Work instruction =
Reproduce the entries. Match every word.

Source material =
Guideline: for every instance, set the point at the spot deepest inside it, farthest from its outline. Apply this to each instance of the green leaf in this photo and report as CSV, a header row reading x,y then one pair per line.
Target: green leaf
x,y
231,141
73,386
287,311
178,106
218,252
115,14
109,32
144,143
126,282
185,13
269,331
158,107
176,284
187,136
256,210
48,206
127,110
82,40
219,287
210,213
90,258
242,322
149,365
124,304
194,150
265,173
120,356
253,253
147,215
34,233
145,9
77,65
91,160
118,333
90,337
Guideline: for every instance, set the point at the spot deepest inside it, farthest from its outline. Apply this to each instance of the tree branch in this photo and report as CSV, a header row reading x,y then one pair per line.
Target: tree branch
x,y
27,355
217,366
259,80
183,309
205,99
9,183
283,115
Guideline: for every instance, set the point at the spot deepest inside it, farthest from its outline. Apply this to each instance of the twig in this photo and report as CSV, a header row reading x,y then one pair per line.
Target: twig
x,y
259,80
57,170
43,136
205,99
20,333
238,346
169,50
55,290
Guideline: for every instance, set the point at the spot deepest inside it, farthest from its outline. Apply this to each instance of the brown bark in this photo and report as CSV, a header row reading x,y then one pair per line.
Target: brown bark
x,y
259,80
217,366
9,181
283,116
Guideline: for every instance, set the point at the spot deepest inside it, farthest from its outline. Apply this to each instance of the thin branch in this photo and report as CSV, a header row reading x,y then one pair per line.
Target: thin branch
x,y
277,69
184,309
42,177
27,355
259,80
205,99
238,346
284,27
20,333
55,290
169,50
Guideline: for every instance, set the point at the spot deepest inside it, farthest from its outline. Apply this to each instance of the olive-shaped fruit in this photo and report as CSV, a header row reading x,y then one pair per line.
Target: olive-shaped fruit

Answer to the problem =
Guideline: for every instance, set the point at the spot deepest inside it, farthest from its outline. Apply this to each instance of the green leaf in this photo and report as CSV, a header row reading x,y then one pair per line.
Target: green leaf
x,y
231,141
73,386
287,311
178,106
218,252
115,14
109,32
144,143
126,282
185,13
269,331
158,107
176,284
187,136
256,210
48,206
127,110
82,40
219,287
210,213
90,258
242,322
149,365
124,304
194,150
265,173
120,356
253,253
147,215
34,233
145,9
77,65
91,160
118,333
90,337
Guideline: for every instance, set the point at the spot deepest inside it, farthest from its outline. Apply this to each instance of the tree branch in this photo and report as CSV, a header row reading x,y then one pair per line.
Target: tree branch
x,y
27,355
217,366
259,80
183,309
205,99
9,183
283,115
Guideline: for every instance, set the point at the spot deepest inside it, farthest from its outline. Apply this to each instance of the twig in this photo and report as CSV, a header row reading x,y then one pair per line.
Target: twig
x,y
259,80
57,170
43,136
205,99
20,333
238,346
169,50
55,290
Guideline: for every instance, set the point at the spot deepest inside it, farthest from its outline. Apply this to each instance of the brown bark in this photo and report as CSV, a header row reading x,y then one pair per line.
Target: brown bark
x,y
259,80
217,366
9,181
283,116
Guideline: for every instance, set the point at the spot deepest inside it, farthest from its outline. Apply this to each instance of the thin branch in this photo and report as CSV, a header row reading x,y then one pair per line.
Target: thin branch
x,y
277,69
184,309
42,177
27,355
259,80
205,99
238,346
284,27
20,333
55,290
169,50
Guideline: for every instance, set the point at the spot deepest inside it, farthest from its outline. Apply this to each instance of the olive-shaped fruit in this photo and report as CSV, a header row reading x,y then one pair per line.
Target: olive-shaped fruit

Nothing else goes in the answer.